---- TEXTE SOURCE

Réponse à l'intervention
de M. F.Nizery (conseiller pour les questions culturelles
à l'Office de Coopération EuropeAid à la Commission européenne)
Mme Campogrande a bien raison de lutter pour que soient respectés
les principes qui, dès le début, ont régi l'emploi
des langues. Mais la lutte n'aboutira pas si l'on élude la
question des causes de ce non-respect. Elles sont multiples :
- Il y a une politique
délibérée des pays anglo-saxons, révélée
par Robert Phillipson dans "Linguistic Imperialism" (Oxford
: University Press, 1992), notamment un accord confidentiel visant
à faire de l'anglais l'unique langue utilisée partout
dans le monde pour les relations internationales, le but ultime
étant d'en faire l'unique langue "sérieuse"
de notre planète, les autres étant progressivement
réduites à l'état de dialectes.
- Il y a l'inconscience
d'une bonne partie des victimes des pressions anglo-saxonnes, qui
renforcent cette politique en répétant que l'anglais
a de facto le statut de langue de communication et qu'il ne sert
à rien d'aller à contre-courant.
- Il y a un fait d'ordre
pratique: une langue intermédiaire est commode. Quand un
Slovène qui a appris l'allemand et l'italien doit négocier
ou travailler avec un Finlandais qui a appris l'anglais et le suédois,
leur multilinguisme ne leur est d'aucun secours, il leur faut un
intermédiaire, traducteur ou interprète.

--------
---- DONNÉES

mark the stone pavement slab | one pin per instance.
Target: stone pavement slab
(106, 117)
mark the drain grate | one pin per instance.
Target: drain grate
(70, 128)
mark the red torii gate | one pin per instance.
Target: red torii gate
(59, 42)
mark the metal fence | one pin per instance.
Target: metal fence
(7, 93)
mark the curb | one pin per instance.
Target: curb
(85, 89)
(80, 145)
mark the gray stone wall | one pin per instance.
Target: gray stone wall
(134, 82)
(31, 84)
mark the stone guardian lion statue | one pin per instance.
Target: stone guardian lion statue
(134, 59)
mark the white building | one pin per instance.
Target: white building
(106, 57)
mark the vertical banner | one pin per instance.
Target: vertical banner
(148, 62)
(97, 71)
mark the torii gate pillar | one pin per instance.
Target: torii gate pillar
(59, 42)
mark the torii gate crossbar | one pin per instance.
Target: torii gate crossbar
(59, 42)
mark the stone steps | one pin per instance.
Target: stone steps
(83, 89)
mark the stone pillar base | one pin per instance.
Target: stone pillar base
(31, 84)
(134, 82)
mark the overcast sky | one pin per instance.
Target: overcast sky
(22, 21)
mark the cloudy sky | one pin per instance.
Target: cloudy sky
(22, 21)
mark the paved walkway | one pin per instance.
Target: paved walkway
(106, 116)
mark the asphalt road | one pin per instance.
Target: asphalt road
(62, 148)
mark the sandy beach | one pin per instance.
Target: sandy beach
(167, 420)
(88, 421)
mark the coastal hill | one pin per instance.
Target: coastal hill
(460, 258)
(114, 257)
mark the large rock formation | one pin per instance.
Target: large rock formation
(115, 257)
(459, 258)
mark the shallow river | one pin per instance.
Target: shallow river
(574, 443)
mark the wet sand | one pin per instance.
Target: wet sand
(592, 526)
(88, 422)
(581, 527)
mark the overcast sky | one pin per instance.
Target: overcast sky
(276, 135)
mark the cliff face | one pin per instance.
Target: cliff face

--------

*EXERCICE PROPOSÉ 1*:
Recopiez tout le passage du texte sur l'emploi des langues, depuis « - Il y a un fait » jusqu'à « traducteur ou interprète. ».
*EXERCICE PROPOSÉ 2*:
Rédigez la suite du texte sur l'emploi des langues, juste après sa dernière phrase.
Vous n'aurez pas besoin des items.

*BONNE RÉPONSE 1*:
- Il y a un fait d'ordre
pratique: une langue intermédiaire est commode. Quand un
Slovène qui a appris l'allemand et l'italien doit négocier
ou travailler avec un Finlandais qui a appris l'anglais et le suédois,
leur multilinguisme ne leur est d'aucun secours, il leur faut un
intermédiaire, traducteur ou interprète.

*BONNE RÉPONSE 2*:
J'ai beaucoup de sympathie
pour Mme Campogrande, mais je crains qu'elle néglige une
considération importante : quand il y a décalage entre
la réalité juridique et la réalité tout
court, c'est en général cette dernière qui
finit par l'emporter. La sagesse est de trouver une modification
de la réalité juridique qui réponde aux besoins
de la réalité "in situ". L'histoire des
langues nous montre que dans les situations interculturelles où
la nécessité de communiquer se fait sentir avec force
il est fréquent que naisse une langue-truchement. Autrement
dit, la fonction crée l'organe. Le pidgin de Nouvelle-Guinée,
l'indonésien, les créoles antillais en sont des exemples,
mais l'anglais en est peut-être un lui aussi, comme le suggèrent
ses caractéristiques de langue très créolisée,
notamment la disparition des terminaisons. L'espéranto est
né de ce même besoin : des gens tout simples, n'ayant
pas le temps et les moyens d'apprendre les langues des grandes nations,
vivant souvent dans des pays "provinciaux" (Lituanie,
Mongolie, Islande, Brésil...), assoiffés de contacts
avec le vaste monde, se sont emparés du projet de Zamenhof,
et, en l'utilisant pour communiquer d'un bout à l'autre de
la planète, l'ont transformé, en un peu plus d'un
siècle, en une langue vivante. Le germe proposé par
le jeune Zamenhof a rencontré une aspiration très
puissante diffuse dans une partie de la population de notre planète,
et l'a fécondée.
Quand, Monsieur, vous
dites qu' "il (l'espéranto) demeure victime de sa prétention
au statut de lingua franca", vous vous fondez sur une
image sans rapport avec la réalité. L'espéranto
n'a aucune prétention. Il est là, disponible. Efficace
et psychologiquement très satisfaisant pour qui a pris la
peine de l'apprendre. Mais laissant ceux qu'il n'intéresse
pas se débattre dans les contradictions de leurs systèmes
de communication. Le respect d'autrui est l'une des caractéristique
du monde de l'espéranto.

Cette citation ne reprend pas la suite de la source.